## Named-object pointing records
━━━━

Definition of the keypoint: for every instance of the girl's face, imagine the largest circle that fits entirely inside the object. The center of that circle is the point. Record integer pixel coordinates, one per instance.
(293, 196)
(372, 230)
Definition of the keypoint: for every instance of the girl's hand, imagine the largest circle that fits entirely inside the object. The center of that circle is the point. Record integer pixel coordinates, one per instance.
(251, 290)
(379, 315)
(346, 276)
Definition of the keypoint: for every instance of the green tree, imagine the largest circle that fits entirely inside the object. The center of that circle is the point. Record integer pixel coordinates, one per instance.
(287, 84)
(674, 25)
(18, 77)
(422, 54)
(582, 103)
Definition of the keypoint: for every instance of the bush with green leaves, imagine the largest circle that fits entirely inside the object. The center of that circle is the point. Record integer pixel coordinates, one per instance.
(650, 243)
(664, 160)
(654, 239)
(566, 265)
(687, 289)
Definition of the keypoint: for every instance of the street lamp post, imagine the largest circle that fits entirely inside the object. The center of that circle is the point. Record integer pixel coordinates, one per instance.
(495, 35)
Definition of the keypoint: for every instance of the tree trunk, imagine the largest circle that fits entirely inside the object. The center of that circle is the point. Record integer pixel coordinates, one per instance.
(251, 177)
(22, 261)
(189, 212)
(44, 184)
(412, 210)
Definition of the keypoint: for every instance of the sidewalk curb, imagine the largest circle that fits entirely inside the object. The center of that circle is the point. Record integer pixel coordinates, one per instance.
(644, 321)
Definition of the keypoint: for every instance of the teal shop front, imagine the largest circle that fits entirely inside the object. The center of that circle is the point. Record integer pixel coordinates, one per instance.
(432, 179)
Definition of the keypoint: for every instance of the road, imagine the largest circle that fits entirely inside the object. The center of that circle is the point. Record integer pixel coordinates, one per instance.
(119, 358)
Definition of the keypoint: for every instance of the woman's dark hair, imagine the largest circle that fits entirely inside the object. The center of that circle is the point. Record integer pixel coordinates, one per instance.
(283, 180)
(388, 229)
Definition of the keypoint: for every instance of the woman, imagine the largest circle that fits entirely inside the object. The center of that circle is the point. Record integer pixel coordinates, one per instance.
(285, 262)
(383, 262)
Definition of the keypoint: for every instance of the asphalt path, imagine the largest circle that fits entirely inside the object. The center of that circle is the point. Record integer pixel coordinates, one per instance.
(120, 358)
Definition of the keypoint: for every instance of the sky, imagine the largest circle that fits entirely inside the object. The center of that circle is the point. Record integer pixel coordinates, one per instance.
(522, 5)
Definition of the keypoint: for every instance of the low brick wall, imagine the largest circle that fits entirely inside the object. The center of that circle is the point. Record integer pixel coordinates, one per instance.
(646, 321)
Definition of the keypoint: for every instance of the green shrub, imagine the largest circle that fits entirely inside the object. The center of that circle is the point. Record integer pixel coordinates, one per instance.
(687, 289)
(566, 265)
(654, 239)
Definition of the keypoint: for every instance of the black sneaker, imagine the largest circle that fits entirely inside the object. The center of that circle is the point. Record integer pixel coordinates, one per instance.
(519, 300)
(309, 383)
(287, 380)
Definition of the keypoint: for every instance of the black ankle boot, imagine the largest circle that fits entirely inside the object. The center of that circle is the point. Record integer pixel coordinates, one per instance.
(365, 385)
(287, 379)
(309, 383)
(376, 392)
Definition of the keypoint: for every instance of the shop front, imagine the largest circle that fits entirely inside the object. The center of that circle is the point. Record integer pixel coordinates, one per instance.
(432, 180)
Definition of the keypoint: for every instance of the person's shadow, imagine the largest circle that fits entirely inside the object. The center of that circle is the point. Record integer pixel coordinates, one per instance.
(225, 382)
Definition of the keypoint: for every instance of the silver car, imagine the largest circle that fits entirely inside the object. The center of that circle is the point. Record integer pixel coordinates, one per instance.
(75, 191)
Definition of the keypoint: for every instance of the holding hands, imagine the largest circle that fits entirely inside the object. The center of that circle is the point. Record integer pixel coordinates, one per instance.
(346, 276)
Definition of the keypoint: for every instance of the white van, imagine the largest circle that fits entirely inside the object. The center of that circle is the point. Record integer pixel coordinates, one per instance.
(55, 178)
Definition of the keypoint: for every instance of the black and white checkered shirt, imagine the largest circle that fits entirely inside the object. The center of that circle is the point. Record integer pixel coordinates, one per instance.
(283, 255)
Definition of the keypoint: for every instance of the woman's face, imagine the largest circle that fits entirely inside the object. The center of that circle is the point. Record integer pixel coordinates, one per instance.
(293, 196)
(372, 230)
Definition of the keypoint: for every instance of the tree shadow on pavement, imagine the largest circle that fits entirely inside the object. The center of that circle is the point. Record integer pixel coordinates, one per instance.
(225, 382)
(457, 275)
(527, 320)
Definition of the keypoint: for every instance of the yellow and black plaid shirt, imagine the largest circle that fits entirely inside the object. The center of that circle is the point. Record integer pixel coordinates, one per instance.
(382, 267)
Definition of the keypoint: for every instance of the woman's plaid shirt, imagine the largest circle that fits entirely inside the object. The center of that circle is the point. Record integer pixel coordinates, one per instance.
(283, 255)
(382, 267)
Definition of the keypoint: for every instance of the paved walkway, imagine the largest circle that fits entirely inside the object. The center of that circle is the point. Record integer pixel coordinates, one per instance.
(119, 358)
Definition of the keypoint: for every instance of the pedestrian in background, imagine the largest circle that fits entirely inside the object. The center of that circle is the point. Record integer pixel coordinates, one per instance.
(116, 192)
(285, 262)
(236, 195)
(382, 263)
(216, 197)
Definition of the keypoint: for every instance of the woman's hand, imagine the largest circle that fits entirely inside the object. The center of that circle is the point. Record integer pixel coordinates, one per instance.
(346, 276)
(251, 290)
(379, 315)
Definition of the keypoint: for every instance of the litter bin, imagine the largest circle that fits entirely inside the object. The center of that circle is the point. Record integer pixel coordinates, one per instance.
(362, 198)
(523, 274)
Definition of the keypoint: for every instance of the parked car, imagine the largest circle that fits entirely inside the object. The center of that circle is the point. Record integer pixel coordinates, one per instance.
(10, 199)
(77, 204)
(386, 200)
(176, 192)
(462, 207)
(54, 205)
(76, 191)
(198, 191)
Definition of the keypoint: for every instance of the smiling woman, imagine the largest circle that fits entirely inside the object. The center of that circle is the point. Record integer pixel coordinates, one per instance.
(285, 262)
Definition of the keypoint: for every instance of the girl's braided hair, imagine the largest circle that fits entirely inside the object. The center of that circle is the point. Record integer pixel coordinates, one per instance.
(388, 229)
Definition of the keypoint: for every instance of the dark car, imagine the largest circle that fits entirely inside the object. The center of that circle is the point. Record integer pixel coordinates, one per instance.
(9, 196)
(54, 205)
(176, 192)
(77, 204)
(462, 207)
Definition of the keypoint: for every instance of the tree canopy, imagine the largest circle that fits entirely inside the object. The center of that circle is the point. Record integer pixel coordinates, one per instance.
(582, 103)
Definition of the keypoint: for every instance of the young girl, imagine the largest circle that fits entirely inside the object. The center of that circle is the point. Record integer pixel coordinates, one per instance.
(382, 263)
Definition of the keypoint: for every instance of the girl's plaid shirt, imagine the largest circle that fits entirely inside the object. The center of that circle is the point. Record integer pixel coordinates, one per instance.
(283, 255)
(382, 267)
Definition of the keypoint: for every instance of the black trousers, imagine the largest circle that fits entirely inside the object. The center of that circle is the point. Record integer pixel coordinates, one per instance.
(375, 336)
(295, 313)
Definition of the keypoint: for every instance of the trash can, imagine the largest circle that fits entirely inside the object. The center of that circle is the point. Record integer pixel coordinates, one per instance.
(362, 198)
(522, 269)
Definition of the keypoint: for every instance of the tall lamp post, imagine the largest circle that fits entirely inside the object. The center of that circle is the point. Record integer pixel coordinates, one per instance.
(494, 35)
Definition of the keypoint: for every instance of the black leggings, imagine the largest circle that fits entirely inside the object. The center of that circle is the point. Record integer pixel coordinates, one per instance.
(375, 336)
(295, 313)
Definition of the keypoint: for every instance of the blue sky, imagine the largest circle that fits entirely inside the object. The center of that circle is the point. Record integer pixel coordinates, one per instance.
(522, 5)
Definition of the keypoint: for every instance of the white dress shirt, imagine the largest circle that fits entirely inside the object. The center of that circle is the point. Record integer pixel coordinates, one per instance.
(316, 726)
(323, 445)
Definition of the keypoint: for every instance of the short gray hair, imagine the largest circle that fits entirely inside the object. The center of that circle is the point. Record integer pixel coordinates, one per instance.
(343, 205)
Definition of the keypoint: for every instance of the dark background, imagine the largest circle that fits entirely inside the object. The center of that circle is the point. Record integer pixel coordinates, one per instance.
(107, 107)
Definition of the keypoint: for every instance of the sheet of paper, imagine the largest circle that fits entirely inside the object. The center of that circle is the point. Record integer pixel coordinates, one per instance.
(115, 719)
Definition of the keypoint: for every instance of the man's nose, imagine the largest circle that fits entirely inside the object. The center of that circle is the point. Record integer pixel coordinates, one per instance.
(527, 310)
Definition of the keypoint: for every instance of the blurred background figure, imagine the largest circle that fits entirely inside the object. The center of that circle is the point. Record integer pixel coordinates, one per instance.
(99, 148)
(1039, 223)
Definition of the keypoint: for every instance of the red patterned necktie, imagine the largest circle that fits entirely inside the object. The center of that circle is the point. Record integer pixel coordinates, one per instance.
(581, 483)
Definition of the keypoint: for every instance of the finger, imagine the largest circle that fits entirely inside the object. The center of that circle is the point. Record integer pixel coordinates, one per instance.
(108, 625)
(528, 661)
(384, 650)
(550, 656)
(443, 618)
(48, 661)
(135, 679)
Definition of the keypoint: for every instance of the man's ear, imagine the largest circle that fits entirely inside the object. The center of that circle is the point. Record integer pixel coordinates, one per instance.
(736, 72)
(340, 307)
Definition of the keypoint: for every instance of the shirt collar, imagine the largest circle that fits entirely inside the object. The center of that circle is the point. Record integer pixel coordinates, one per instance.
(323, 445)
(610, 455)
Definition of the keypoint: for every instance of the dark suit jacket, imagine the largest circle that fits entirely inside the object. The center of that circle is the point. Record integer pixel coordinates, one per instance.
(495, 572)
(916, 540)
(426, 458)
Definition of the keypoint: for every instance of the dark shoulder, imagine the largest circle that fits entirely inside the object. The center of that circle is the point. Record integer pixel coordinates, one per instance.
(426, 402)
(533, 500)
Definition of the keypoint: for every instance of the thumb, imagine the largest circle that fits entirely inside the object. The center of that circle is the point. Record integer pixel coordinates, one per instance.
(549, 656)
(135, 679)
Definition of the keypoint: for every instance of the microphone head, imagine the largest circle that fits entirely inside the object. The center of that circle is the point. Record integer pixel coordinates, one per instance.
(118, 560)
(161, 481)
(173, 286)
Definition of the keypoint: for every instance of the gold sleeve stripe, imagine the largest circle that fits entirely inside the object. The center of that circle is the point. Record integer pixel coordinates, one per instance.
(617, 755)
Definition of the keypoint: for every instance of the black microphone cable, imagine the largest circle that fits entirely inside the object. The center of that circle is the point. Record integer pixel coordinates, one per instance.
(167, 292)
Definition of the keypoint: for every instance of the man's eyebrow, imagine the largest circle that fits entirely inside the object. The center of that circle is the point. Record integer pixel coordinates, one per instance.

━━━━

## TO BE DONE
From the line containing "Definition of the keypoint: for every instance of the gold" down to the last line, reproduce the records exactly. Include both ends.

## FINISHED ANSWER
Definition of the keypoint: for every instance of the gold sleeve stripe, imagine the largest circle that fits entirely inside the object. The center of that circle is the point. Record integer pixel coordinates, one per instance.
(617, 755)
Definition of the keypoint: for every instance of the black microphone cable, imagine the largest circle that fits entirely inside the object. The center of that circle is the point. Record integer pixel coordinates, one per instance.
(167, 292)
Definition of the keypoint: for every instance of the man's eyebrow, imagine the largest circle that fits entirely inside the object. The center of that circle is the point. Record integer pixel coordinates, one per instance.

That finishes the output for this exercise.